** Task set **
1/ List every news organization named in the article about Giuliana Sgrena's return to Italy.
2/ According to the article about Giuliana Sgrena's return to Italy, on what date was she abducted?
3/ Reproduce the passage of the article about Giuliana Sgrena's return to Italy between "The shrapnel removed" and "an apparent mistake.", inclusive.

** Excerpt to read **
________________________________________

Looking haggard, freed hostage Giuliana Sgrena returned to Italy from Iraq on Saturday hours after American troops fired on the car she was in, wounding her and killing an Italian intelligence officer with her.

Prime Minister Silvio Berlusconi was among the dignitaries at Rome's Ciampino Airport to welcome the journalist after her weeks in the hands of her captors and the final ordeal of the checkpoint shooting en route to Baghdad's airport.

Surrounded by relatives and military police, Sgrena, 56, was helped off the aircraft and put into an ambulance bound for a military clinic for an operation on her collarbone. A blanket was wrapped around her shoulders, and she appeared to be hooked up to an intravenous drip.

From the hospital, Sgrena recounted her ordeal. She said intelligence officer Nicola Calipari was killed probably because he tried to protect her.

"We thought the danger was over after my rescue," she told Rai News 24 by telephone. "And instead suddenly there was this shooting, we were hit by a spray of fire. I was talking to Nicola ... when he learned over me, probably to defend me, and then he slumped over. That was a truly terrible thing."

Pier Scolari, the journalist's boyfriend, said she told him: "The most difficult moment was when I saw the person who had saved me die in my arms," according to the ANSA news agency.

Sgrena told colleagues from her newspaper Il Manifesto, who met her plane, that her captors "never treated me badly," ANSA reported.

Friday's shooting occurred shortly after Sgrena was released after a month held hostage in Iraq. She left Iraq after being discharged from a Baghdad hospital.

Gabriele Polo, Sgrena's editor, said her first words to him were "ciao" and "thank you." He responded, "There's no reason for thanks."

The shrapnel removed from Sgrena's shoulder may have been a fragment of the fire that killed Calipari, he said. Polo said he spoke to Berlusconi, who told him: "It was a terrible night, we will remember it for all our lives."

CBS News National Security Correspondent David Martin reports Pentagon officials have confirmed that it was an apparent mistake.

The U.S. military said the car Sgrena was riding in after her release was speeding as it approached a coalition checkpoint in western Baghdad on its way to the airport. It said soldiers shot into the engine block only after trying to warn the driver to stop by "hand and arm signals, flashing white lights and firing warning shots."

U.S. troops took Sgrena to an American military hospital in Iraq, where shrapnel was removed from her left shoulder.

Sgrena was abducted Feb. 4 by gunmen who blocked her car outside Baghdad University. Last month, she was shown in a video pleading for her life and demanding that all foreign troops — including Italian forces — leave Iraq.

The shooting came as a blow to Berlusconi, who has kept 3,000 troops in Iraq, and was likely to set off new protests in Italy, where tens of thousands have regularly demonstrated against the Iraq war. Sgrena's left-leaning newspaper vigorously opposed the conflict.

News of the shooting drew immediate criticism Friday from Berlusconi's political foes, who were eager to attack the government for its staunch support of the war.

"Another victim of an absurd war," Alfonso Pecoraro Scanio, leader of the Green Party, told the Apcom news agency.

Berlusconi summoned the U.S. ambassador to Rome, Mel Sembler, who met with the premier for about one hour.

"The United States will continue to provide all necessary assistance," Sembler said in a statement, expressing condolences to Calipari's family and wishing the wounded a quick recovery. "And we are working with our Italian allies as we fully investigate the circumstances of this tragedy."

President Bush called Berlusconi and expressed his regret in a five-minute conversation, Bush spokesman Scott McClellan said Friday night. Bush then assured Berlusconi that the incident would be "fully investigated," he said.

Pope John Paul II sent two messages of condolences, one to Berlusconi and another to Calipari's family, the Vatican said.

The pope said he was "saddened at the tragic death" of Calipari, and called him a "faithful and heroic servant of the state, who, in carrying out the delicate mission that had been given to him, didn't hesitate to sacrifice his life."

________________________________________

[Items from a dataset]

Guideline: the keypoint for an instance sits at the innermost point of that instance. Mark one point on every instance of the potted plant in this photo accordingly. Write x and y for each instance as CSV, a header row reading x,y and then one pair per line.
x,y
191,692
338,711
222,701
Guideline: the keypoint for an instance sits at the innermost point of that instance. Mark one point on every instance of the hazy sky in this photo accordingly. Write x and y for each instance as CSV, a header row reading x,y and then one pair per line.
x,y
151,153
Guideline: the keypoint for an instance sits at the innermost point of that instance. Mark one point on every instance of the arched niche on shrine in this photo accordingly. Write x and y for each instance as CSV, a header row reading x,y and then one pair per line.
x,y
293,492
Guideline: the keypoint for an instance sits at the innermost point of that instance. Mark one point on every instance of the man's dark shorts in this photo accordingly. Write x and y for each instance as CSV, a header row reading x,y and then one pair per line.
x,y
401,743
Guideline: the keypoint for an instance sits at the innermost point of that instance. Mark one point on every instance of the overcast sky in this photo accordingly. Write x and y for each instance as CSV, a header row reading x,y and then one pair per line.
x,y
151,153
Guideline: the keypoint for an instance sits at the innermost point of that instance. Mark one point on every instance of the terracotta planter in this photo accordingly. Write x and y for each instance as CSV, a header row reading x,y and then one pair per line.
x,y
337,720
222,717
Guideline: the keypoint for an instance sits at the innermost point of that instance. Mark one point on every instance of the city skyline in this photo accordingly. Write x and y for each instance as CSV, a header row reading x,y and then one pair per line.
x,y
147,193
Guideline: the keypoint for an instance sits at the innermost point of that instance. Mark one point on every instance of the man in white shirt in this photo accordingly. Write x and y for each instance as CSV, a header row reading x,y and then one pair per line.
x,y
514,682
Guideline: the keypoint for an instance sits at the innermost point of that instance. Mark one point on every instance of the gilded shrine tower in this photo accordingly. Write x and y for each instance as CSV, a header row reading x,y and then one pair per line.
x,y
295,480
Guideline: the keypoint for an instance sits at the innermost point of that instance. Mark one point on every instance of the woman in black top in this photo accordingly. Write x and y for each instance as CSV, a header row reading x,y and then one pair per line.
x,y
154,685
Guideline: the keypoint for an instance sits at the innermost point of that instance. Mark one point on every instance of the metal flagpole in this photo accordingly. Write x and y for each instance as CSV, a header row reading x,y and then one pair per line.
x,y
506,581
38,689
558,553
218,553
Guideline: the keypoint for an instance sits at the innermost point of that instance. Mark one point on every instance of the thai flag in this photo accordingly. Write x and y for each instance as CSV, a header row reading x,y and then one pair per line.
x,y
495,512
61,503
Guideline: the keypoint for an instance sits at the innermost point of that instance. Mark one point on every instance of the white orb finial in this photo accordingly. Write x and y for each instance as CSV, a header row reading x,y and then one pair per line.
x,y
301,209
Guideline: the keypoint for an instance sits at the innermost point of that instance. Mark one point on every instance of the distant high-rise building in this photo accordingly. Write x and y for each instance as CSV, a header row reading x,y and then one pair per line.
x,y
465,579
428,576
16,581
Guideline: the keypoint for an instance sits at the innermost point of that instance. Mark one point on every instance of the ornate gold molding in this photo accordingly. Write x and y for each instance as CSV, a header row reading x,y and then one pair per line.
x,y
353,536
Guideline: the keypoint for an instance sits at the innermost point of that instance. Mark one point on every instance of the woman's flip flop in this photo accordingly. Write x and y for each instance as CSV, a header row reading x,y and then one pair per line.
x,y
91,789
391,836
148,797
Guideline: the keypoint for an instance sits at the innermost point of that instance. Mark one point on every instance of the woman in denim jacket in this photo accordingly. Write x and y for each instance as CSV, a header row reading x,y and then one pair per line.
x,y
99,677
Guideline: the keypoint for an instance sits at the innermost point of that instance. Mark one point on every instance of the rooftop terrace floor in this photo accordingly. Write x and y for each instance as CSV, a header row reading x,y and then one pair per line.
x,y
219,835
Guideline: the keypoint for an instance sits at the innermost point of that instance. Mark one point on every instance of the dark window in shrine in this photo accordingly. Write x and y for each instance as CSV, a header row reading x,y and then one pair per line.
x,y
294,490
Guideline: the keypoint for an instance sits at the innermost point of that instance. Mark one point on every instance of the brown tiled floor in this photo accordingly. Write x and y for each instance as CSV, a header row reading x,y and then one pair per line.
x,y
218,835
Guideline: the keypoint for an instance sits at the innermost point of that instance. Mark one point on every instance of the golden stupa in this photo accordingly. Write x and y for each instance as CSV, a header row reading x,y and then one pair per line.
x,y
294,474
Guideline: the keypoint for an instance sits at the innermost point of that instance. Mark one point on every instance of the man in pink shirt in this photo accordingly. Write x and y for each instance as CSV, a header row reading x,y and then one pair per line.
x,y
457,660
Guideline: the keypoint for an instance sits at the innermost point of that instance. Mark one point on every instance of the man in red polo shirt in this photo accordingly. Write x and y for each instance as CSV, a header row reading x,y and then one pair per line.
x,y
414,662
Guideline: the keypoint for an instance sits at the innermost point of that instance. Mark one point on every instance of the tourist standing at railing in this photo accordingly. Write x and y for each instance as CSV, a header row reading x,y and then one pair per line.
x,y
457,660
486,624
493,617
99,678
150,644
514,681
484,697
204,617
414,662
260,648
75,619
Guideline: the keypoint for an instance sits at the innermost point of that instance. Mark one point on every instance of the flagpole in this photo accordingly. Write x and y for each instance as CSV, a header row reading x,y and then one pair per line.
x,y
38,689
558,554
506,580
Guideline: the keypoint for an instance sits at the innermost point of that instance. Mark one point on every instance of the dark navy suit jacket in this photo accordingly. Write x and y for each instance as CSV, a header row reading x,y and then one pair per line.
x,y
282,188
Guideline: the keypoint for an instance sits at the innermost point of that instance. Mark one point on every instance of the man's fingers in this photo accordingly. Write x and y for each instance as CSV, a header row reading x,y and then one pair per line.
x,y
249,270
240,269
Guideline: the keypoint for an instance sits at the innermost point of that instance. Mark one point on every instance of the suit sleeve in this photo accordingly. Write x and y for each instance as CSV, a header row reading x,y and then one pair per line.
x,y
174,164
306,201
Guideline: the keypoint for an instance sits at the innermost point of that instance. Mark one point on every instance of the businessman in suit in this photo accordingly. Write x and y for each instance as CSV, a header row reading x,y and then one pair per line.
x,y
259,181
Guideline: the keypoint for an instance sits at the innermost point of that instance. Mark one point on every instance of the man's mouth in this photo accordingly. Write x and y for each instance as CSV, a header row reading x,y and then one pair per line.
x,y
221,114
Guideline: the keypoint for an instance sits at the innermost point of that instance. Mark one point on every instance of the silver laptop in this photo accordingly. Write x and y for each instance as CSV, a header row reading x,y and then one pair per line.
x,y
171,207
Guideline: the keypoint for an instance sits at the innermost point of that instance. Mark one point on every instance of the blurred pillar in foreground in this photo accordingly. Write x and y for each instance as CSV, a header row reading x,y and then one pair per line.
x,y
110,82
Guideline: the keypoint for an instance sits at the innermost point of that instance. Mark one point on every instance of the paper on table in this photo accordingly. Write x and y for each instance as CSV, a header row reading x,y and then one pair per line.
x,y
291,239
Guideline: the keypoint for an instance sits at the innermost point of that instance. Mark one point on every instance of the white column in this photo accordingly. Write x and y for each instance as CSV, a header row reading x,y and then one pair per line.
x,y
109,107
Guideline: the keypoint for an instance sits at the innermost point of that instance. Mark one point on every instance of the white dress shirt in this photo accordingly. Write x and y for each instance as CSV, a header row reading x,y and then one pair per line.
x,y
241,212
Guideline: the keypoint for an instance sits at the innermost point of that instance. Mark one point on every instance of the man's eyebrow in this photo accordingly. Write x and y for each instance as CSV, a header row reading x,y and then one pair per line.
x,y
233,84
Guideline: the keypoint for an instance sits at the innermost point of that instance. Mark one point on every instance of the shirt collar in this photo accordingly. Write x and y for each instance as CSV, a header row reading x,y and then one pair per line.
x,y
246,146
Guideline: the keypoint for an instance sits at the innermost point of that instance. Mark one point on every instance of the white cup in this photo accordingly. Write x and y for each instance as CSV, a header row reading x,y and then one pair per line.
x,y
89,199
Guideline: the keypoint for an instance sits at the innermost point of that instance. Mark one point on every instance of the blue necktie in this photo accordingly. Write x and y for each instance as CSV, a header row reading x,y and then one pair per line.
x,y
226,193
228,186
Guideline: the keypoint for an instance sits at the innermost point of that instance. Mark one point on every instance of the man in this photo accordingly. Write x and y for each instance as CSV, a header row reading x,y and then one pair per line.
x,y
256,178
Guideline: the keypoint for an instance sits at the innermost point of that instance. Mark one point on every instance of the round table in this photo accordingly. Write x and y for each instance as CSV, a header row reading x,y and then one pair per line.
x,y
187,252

________________________________________

** Answers by task **
1/ Rai News 24, ANSA, Il Manifesto, CBS News, Apcom

2/ Feb. 4

3/
The shrapnel removed from Sgrena's shoulder may have been a fragment of the fire that killed Calipari, he said. Polo said he spoke to Berlusconi, who told him: "It was a terrible night, we will remember it for all our lives."

CBS News National Security Correspondent David Martin reports Pentagon officials have confirmed that it was an apparent mistake.